* Start SOURCE PASSAGE *

Our hometown paper (derisively known as the "Nuisance & Disturber") is primarily a liberal rag. Reading between the lines on this one gives me pause, but it's more even-handed than I would have expected.

http://www.newsobserver.com/695/story/426887.html


Published: Apr 09, 2006 12:30 AM

Permitted to conceal arms

Jim Nesbitt, Staff Writer

Every day, Bill Kavanaugh carries a stubby, stainless-steel .45-caliber semiautomatic -- at the grocery store or mall, in a booze-free restaurant, on a short stroll around the block, in the car for a quick jaunt or a cross-country journey. Tucked in a well-worn, zip-up leather daybook, this gun goes where Kavanaugh does -- everywhere except the places prohibited by law, a list that includes schools, churches, courthouses, post offices and anywhere alcohol is served.

"I believe I have a responsibility to make sure my family is safe, that I'm safe, that my neighbors are safe," says Kavanaugh, 52, a telecommunications engineer. "It's a personal decision I've made to refuse to be a victim."

* End SOURCE PASSAGE *
* Start RECORDS *

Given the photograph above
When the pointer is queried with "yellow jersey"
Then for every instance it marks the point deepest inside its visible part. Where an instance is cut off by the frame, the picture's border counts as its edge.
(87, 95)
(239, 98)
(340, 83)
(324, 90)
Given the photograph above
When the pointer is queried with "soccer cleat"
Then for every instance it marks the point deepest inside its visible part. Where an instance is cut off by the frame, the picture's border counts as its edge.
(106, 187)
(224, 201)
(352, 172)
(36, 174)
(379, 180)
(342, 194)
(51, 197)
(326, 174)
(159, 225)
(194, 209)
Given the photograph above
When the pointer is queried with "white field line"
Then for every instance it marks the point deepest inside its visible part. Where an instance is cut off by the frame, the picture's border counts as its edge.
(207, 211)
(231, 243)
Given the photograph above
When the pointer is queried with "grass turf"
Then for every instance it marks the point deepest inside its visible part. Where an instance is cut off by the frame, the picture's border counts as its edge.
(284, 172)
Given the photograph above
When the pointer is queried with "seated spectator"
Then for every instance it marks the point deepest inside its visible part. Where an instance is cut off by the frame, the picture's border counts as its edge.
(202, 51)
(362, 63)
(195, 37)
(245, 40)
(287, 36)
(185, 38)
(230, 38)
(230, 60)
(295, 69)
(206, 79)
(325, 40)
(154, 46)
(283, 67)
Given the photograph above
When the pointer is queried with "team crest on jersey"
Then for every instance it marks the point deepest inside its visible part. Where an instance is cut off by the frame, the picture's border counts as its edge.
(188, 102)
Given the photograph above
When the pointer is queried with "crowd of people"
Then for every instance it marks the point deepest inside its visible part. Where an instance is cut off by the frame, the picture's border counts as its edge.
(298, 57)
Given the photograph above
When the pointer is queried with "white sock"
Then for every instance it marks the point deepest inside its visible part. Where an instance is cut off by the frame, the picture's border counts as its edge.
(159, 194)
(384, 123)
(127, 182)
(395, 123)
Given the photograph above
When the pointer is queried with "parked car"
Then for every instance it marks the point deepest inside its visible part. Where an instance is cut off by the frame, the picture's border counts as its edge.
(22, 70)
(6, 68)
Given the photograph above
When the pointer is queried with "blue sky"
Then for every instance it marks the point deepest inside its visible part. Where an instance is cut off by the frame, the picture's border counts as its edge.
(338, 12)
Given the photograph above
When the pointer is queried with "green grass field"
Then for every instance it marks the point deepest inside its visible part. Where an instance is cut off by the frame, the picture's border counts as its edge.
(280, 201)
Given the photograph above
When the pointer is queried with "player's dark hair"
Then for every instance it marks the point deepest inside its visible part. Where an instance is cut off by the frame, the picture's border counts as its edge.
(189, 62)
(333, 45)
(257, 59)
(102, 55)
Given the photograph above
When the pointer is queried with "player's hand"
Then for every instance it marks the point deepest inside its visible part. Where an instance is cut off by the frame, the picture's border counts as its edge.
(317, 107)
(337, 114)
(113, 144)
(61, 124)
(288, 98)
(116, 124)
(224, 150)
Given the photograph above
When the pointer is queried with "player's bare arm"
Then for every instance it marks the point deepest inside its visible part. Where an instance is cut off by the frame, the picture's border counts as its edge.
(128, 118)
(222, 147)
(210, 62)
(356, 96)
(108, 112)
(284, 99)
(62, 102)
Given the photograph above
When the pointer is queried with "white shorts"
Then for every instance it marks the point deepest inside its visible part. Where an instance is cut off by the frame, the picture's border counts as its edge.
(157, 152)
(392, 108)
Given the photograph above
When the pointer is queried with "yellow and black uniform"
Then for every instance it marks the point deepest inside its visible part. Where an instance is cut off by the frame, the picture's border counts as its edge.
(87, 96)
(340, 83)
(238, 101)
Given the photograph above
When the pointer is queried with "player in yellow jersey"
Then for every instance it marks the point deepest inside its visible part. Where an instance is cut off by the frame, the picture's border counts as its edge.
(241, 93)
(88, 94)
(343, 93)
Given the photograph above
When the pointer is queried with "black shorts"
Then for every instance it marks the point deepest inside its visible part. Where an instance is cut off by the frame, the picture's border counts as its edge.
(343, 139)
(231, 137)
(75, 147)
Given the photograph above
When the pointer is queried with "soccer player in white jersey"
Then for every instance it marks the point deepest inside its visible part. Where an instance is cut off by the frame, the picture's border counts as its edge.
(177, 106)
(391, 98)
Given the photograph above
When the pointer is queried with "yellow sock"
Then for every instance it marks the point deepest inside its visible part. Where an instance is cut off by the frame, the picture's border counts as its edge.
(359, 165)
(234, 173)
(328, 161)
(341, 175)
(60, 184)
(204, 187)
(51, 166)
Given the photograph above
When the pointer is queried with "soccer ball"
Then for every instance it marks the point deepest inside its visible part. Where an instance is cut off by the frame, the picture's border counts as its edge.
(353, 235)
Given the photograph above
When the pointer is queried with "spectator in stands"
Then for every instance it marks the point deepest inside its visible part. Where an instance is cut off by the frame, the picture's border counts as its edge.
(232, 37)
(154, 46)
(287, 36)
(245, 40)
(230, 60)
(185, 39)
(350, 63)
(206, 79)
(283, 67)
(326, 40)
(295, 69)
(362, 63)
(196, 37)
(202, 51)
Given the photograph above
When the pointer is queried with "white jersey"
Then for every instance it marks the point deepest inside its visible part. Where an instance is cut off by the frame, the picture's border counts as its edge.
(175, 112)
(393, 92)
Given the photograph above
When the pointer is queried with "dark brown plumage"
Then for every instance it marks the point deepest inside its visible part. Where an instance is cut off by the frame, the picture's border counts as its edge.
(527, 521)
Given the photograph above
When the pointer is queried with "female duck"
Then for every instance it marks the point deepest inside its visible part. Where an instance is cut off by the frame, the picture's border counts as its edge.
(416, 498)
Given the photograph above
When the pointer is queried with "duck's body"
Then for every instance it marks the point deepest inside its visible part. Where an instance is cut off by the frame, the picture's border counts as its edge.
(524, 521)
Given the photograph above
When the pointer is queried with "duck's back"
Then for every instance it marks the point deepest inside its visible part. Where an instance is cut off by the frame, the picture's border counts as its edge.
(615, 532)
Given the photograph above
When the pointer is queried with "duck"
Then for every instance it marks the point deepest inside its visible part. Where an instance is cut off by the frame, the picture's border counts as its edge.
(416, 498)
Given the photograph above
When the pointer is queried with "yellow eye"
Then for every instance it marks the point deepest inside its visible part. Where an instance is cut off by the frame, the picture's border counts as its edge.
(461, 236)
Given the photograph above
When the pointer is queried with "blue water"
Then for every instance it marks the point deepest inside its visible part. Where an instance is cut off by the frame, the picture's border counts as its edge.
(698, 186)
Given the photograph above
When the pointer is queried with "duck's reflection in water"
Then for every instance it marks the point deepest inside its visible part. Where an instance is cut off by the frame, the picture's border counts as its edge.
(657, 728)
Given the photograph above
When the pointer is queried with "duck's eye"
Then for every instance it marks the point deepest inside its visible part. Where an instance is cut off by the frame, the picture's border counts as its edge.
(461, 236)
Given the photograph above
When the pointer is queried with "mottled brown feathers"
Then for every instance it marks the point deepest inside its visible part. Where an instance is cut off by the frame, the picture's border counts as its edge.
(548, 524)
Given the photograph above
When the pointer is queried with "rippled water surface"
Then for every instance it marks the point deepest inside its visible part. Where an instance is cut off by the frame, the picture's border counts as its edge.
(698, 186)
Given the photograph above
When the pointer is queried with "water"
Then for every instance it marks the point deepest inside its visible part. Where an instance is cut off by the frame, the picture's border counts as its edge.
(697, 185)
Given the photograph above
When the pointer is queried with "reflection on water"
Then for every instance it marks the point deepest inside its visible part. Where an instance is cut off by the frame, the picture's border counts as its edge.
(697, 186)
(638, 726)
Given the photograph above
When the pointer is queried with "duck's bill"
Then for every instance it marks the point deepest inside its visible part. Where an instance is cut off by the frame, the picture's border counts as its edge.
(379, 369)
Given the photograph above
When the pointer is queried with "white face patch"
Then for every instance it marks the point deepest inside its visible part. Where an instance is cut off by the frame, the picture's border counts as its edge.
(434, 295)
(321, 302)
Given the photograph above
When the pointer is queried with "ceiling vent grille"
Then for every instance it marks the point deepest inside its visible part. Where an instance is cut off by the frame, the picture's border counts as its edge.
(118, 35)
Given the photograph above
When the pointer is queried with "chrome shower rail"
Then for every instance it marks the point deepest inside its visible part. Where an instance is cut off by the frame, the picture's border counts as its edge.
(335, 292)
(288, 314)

* End RECORDS *

> **DIRECTIVES**:
1. In the concealed-carry article, which places does the law bar Kavanaugh from carrying his gun?
2. According to the concealed-carry article, what is Bill Kavanaugh's occupation?
This data is separate from the concealed-carry article.

> **WORKED ANSWERS**:
1. Schools, churches, courthouses, post offices, and anywhere alcohol is served.

2. He is a telecommunications engineer.